start Listed records

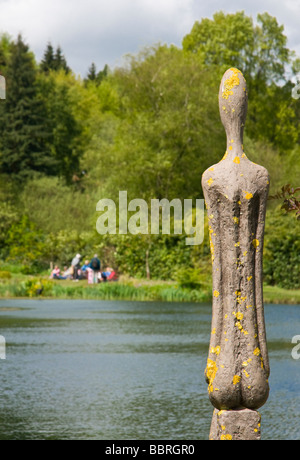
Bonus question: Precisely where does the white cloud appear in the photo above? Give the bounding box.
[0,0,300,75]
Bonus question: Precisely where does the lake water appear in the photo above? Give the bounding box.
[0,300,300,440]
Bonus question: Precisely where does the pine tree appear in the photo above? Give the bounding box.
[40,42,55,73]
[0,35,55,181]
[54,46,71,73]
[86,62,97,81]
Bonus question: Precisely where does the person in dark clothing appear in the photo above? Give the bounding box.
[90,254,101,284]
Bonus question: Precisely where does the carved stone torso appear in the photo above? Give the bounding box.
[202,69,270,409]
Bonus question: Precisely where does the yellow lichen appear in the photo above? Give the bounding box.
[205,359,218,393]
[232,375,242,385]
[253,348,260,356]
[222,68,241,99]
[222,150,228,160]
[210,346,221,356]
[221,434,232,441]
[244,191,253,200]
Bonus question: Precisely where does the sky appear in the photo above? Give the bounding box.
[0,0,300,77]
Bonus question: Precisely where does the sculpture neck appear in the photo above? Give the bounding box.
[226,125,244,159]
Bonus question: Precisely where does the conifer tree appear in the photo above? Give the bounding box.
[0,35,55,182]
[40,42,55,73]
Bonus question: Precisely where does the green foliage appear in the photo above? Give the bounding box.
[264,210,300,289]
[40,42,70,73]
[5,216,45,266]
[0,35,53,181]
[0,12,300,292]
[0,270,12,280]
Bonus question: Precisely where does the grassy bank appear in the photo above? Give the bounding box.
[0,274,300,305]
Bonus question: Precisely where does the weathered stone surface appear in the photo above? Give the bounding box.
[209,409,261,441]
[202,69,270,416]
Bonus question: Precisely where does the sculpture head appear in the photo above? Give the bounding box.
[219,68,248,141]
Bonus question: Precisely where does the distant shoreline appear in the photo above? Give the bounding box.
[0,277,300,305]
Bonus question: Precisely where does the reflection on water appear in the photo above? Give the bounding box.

end Listed records

**Set exercise**.
Can you convert the lines above into a JSON list of strings, one string per line, with blank lines skipped and the pictures left out?

**Task output**.
[
  "Bonus question: Precisely where does the white cloud appear in the photo above? Give the bounding box.",
  "[0,0,300,75]",
  "Bonus question: Precisely where does the lake water appear in the photo above? Give the bounding box.",
  "[0,300,300,440]",
  "Bonus question: Precisely where does the pine tree appear in the photo above? Give the bounding box.",
  "[40,42,55,73]",
  "[0,35,55,181]",
  "[54,46,71,73]",
  "[86,62,97,81]",
  "Bonus question: Precisely where does the person in dark clothing appear in the photo above? Give the bounding box.",
  "[90,254,101,284]",
  "Bonus question: Precisely where does the carved stone torso appear in the photo above? Give the bounding box.",
  "[202,69,270,409]",
  "Bonus question: Precisely where does the yellow lichen appear in the photo above? Give the bounding box.",
  "[205,359,218,393]",
  "[232,375,242,385]",
  "[253,348,260,356]",
  "[222,68,241,99]",
  "[222,150,228,160]",
  "[210,346,221,356]",
  "[221,434,232,441]",
  "[244,191,253,200]",
  "Bonus question: Precisely where does the sky appear in the photo above? Give the bounding box.",
  "[0,0,300,77]",
  "Bonus question: Precisely where does the sculpture neck appear in the photo above? Give the bounding box.",
  "[226,125,244,159]",
  "Bonus question: Precisely where does the conifer tree appear in the photo above? Give the bounding box.",
  "[0,35,55,182]",
  "[40,42,55,73]",
  "Bonus question: Precisely where does the green foliage appear in the photo above? Give the bounding box.",
  "[264,210,300,289]",
  "[40,42,70,73]",
  "[5,216,45,266]",
  "[0,35,53,181]",
  "[0,12,300,292]",
  "[0,270,12,280]",
  "Bonus question: Precisely where does the grassy bank appear in the photo above? Give the bounding box.",
  "[0,274,300,305]",
  "Bonus question: Precisely where does the weathered stone surface appear in the photo above? Give the bounding box.",
  "[209,409,261,441]",
  "[202,69,270,416]",
  "Bonus question: Precisely where does the sculpture head appear in the photo above? Give the bounding box.",
  "[219,68,248,141]",
  "Bonus question: Precisely where does the distant shoreline appear in the photo above? Give the bounding box.",
  "[0,277,300,305]",
  "Bonus question: Precisely where does the reflection on water appear in the photo above? Give the bounding box."
]